• **ABOUT THIS EXERCISE**: For the entries below, repeat exactly each line starting with the one that contains "<point>451,249</point>" and going on through the one that contains "Tag the person's", and no others.

Referring expression pointing data
▼

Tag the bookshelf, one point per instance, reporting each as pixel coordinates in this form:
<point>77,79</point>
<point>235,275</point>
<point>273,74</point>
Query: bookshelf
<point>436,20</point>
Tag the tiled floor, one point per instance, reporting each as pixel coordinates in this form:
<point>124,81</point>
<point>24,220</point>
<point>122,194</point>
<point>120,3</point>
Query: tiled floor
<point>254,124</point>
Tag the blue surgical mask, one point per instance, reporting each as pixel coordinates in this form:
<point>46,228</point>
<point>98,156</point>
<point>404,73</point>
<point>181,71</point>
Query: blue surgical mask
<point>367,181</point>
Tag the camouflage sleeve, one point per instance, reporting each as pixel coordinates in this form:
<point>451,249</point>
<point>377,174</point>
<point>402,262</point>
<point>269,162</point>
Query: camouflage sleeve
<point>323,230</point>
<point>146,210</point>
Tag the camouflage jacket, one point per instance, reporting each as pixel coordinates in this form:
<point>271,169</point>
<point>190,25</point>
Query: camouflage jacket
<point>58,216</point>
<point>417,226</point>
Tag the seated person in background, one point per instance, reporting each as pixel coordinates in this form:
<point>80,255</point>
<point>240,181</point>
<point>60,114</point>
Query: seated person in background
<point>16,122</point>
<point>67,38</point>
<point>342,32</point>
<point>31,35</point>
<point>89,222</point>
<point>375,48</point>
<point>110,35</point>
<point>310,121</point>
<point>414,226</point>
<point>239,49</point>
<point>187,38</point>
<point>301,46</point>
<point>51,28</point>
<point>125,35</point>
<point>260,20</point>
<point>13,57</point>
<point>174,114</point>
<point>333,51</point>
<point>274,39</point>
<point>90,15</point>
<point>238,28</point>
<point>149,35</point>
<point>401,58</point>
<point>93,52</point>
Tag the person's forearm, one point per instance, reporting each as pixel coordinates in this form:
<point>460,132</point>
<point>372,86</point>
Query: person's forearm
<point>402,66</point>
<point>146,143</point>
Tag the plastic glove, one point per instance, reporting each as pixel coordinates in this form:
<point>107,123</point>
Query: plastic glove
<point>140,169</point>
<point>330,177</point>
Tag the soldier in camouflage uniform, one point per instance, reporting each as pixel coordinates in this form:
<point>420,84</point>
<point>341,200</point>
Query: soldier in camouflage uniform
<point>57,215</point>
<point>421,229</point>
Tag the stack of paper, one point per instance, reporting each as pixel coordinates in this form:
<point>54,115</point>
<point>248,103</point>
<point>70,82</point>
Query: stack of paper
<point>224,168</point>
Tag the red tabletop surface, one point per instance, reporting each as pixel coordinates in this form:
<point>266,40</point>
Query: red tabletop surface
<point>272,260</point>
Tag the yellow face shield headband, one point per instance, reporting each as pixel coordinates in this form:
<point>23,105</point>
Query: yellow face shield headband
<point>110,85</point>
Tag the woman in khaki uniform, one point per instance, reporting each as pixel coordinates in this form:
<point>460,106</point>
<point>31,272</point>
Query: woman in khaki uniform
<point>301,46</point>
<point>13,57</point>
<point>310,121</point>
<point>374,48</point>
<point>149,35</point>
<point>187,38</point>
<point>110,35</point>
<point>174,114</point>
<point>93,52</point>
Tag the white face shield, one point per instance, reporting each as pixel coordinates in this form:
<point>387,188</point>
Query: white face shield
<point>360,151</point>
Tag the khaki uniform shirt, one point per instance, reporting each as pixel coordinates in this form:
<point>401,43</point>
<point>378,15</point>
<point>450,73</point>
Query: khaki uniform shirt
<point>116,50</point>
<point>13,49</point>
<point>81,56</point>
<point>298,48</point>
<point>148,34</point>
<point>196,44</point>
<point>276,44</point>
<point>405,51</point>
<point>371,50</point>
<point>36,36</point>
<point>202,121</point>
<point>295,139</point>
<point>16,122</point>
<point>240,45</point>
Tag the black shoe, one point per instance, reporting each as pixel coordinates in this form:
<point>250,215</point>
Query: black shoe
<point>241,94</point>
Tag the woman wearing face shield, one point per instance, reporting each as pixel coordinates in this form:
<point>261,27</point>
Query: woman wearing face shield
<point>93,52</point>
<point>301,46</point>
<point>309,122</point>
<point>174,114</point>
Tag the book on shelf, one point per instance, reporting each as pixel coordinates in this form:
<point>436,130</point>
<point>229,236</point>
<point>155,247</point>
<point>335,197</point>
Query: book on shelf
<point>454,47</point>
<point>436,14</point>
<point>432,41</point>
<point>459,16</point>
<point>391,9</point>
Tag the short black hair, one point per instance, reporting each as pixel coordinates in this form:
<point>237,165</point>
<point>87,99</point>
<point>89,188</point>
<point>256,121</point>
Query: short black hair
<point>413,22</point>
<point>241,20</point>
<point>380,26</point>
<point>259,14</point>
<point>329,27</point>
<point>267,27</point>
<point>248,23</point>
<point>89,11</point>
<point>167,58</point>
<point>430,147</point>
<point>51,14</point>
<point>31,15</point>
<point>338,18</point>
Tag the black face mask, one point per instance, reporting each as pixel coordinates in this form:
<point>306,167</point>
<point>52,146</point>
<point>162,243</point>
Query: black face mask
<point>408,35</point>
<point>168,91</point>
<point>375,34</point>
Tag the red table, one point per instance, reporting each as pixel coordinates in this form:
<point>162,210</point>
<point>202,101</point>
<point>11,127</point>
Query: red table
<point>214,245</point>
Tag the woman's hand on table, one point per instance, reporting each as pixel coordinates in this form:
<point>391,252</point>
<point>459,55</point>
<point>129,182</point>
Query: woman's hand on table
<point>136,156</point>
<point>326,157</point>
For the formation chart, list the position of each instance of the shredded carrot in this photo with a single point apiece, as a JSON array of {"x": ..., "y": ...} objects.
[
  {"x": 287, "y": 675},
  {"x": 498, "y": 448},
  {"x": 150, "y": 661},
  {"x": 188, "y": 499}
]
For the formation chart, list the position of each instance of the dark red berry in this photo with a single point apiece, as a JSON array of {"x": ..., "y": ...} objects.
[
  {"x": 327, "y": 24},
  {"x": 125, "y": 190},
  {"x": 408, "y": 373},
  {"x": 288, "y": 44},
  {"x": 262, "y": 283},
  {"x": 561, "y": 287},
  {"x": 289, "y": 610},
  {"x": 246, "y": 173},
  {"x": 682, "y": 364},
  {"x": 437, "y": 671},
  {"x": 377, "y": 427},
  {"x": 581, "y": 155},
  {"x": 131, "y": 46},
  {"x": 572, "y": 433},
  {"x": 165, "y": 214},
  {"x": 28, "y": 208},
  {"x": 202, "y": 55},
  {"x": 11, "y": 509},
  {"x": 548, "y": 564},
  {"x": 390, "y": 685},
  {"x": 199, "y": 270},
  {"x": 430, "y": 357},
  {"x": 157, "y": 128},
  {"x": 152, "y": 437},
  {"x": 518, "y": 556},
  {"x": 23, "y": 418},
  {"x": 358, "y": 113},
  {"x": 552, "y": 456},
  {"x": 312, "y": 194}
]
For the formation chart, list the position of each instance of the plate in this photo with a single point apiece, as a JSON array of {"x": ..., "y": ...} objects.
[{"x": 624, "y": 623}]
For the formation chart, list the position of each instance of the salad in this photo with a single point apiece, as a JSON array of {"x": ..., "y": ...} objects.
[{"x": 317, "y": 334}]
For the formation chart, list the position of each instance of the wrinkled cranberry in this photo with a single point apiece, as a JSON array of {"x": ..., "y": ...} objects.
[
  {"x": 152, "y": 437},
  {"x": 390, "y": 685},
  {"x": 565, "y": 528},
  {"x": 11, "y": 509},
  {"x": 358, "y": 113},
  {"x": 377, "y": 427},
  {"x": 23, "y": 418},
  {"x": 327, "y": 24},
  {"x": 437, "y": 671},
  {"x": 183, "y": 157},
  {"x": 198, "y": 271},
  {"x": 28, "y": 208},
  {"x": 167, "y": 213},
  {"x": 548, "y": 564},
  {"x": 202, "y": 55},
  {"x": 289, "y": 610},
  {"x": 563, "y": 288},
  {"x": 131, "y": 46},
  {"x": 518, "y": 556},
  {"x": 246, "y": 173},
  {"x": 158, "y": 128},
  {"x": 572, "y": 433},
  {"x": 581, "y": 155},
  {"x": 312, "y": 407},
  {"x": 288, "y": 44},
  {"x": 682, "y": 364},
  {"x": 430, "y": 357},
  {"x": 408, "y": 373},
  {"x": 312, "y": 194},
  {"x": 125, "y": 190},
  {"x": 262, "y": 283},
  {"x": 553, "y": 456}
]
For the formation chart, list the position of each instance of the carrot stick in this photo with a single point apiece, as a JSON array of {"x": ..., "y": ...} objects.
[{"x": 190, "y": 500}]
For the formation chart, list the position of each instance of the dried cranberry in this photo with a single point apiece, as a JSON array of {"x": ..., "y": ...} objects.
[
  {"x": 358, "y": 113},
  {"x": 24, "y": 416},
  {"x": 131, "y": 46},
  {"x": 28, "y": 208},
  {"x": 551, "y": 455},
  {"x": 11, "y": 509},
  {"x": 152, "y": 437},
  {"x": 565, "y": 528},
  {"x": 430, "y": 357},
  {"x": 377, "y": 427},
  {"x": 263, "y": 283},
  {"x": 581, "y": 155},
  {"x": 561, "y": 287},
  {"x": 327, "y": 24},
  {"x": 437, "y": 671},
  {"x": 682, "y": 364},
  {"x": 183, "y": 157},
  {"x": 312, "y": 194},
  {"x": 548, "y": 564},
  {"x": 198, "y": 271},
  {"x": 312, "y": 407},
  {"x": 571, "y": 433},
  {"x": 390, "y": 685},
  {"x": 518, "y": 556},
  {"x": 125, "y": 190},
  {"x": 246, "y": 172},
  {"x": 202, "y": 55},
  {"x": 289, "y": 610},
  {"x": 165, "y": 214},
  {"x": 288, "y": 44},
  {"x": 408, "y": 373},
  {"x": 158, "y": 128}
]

▲

• **ANSWER BOX**:
<point>451,249</point>
<point>377,174</point>
<point>402,262</point>
<point>269,162</point>
Query: camouflage sleeve
<point>323,230</point>
<point>146,210</point>
Tag the camouflage jacket, one point per instance, reporting each as pixel coordinates in this form:
<point>271,169</point>
<point>190,25</point>
Query: camouflage jacket
<point>58,216</point>
<point>417,226</point>
Tag the seated person in background, one point per instance, reporting each as pixel coordinates in this form:
<point>80,255</point>
<point>240,181</point>
<point>60,114</point>
Query: seated person in background
<point>16,122</point>
<point>67,38</point>
<point>342,32</point>
<point>31,35</point>
<point>89,222</point>
<point>375,48</point>
<point>110,35</point>
<point>310,121</point>
<point>414,226</point>
<point>239,49</point>
<point>187,38</point>
<point>301,46</point>
<point>51,28</point>
<point>125,35</point>
<point>260,20</point>
<point>13,57</point>
<point>174,114</point>
<point>333,51</point>
<point>274,39</point>
<point>90,15</point>
<point>238,28</point>
<point>149,35</point>
<point>401,58</point>
<point>93,52</point>
Tag the person's forearm, one point per instance, reporting each as pixel coordinates in this form:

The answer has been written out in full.